**Set task 1**
In the trust definitions, shorten the paragraph that begins "Majority Shares Vote" into a short list, keeping its main facts.
**Set task 2**
Write what comes next in the trust definitions, picking up after the definition of "Redemption" with a few more terms in the same style.

**Text segment**
^^^^^^^^^^^^^^^^
Commission” shall mean the U.S. Securities and Exchange Commission.


Declaration” shall mean this Declaration of Trust as amended from time to time.  References in this Declaration to “Declaration”, “hereof”, “herein” and “hereunder” shall be deemed to refer to this Declaration rather than the article or section in which any such word appears.


Fiscal Year” shall mean an annual period determined by the Trustees which shall end on such date as the Trustees may, from time to time determine.


Holders” shall mean as of any particular time all holders of record of Shares in the Trust.


Institutional Investor(s)” shall mean any regulated investment company, segregated asset account, foreign investment company, common trust fund, group trust or other investment arrangement, whether organized within or without the United States of America.


Interested Person” shall have the meaning given it in the 1940 Act.


Investment Adviser” shall mean any party furnishing services to the Trust pursuant to any investment advisory contract described in Section 4.1 hereof.


Majority Shares Vote” shall mean the vote, at a meeting of Holders, of (A) 67% or more of the Shares present or represented at such meeting, if Holders of more than 50% of all Shares are present or represented by proxy, or (B) more than 50% of all Shares, whichever is less.


Person” shall mean and include individuals, corporations, partnerships, trusts, associations, joint ventures and other entities, whether or not legal entities, and governments and agencies and political subdivisions thereof.


Redemption” shall mean a partial or complete redemption of the Share of a Holder.
^^^^^^^^^^^^^^^^
**Extracted material**

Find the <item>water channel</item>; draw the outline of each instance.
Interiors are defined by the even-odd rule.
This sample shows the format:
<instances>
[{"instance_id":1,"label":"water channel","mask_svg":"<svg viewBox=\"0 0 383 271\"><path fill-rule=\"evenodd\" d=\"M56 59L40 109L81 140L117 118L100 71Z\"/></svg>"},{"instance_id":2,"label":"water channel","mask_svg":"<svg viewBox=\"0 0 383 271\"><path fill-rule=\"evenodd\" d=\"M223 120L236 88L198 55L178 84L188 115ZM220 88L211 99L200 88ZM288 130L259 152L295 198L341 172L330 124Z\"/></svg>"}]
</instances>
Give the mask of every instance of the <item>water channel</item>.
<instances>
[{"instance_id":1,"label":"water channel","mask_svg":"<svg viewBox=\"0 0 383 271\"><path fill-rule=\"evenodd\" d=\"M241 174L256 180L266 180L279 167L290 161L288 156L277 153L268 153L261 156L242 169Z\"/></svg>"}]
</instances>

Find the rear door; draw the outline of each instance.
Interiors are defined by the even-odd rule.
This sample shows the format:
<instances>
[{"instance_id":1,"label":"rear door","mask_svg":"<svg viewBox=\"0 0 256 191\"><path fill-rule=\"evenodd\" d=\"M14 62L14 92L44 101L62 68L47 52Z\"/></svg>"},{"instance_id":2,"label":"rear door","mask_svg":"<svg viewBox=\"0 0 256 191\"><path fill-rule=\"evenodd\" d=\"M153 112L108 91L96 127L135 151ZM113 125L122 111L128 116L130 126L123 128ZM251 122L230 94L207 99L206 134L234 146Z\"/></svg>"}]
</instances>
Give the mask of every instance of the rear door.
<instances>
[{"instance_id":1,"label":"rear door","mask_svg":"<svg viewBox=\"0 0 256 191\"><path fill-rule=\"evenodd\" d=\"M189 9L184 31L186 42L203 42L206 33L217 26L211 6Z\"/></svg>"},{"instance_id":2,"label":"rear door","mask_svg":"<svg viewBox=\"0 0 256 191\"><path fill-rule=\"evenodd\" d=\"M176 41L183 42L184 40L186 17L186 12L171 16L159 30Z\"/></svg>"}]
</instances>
^^^^^^^^^^^^^^^^
**Expected answer 1**
Majority Shares Vote: a vote of Holders at a meeting, counted as whichever of these is less:
- 67% or more of the Shares present or represented at the meeting, if Holders of more than 50% of all Shares are present or represented by proxy
- more than 50% of all Shares

**Expected answer 2**
Share(s)” shall mean the Share of a Holder in the Trust, including all rights, powers and privileges accorded to Holders by this Declaration, which Share represents a percentage, determined by calculating, at such times and on such basis as the Trustees shall from time to time determine, the ratio of each Holder’s Book Capital Account balance to the total of all Holders’ Book Capital Account balances.  Reference herein to a specified percentage of, or fraction of, Shares, means Holders whose combined Book Capital Account balances represent such specified percentage or fraction of the combined Book Capital Account balances of all, or a specified group of, Holders.  Share(s) may also be referred to herein or in other documents relating to the Trust as an Interest or Interests.


Trustees” shall mean each signatory to this Declaration, so long as such signatory shall continue in office in accordance with the terms hereof, and all other individuals who at the time in question have been duly elected or appointed and have qualified as Trustees in accordance with the provisions hereof and are then in office, and reference in this Declaration to a Trustee or Trustees shall refer to such individual or individuals in their capacity as Trustees hereunder.


Trust Property” shall mean as of any particular time any and all property, real or personal, tangible or intangible, which at such time is owned or held by or for the account of the Trust or the Trustees.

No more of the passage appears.